_Problem to solve:_
Nothing belongs in the answer except the lines of the material that include "turquoise".

_Supplied records:_
=-=-=

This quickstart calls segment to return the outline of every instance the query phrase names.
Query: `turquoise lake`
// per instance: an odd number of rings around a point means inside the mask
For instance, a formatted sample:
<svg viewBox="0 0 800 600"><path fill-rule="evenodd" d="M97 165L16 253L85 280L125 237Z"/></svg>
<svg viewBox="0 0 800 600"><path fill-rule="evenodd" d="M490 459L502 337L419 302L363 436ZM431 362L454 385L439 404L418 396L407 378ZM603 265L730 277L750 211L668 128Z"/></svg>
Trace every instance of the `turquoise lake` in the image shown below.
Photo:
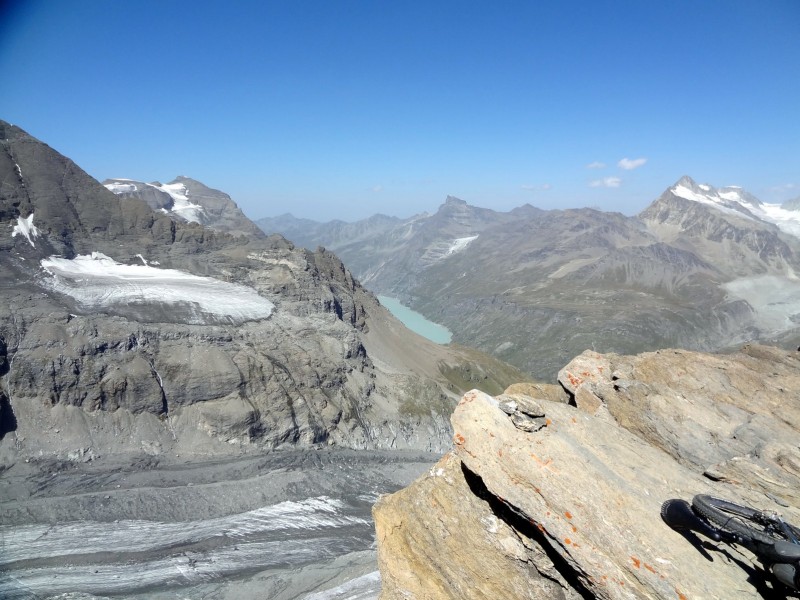
<svg viewBox="0 0 800 600"><path fill-rule="evenodd" d="M453 338L451 331L444 325L439 325L433 321L429 321L415 310L411 310L407 306L400 304L397 298L390 298L389 296L378 296L389 312L403 322L403 325L408 327L414 333L418 333L422 337L428 338L437 344L449 344Z"/></svg>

=-=-=

_The answer:_
Query: `turquoise lake`
Trace every instance of the `turquoise lake` in the image shown below.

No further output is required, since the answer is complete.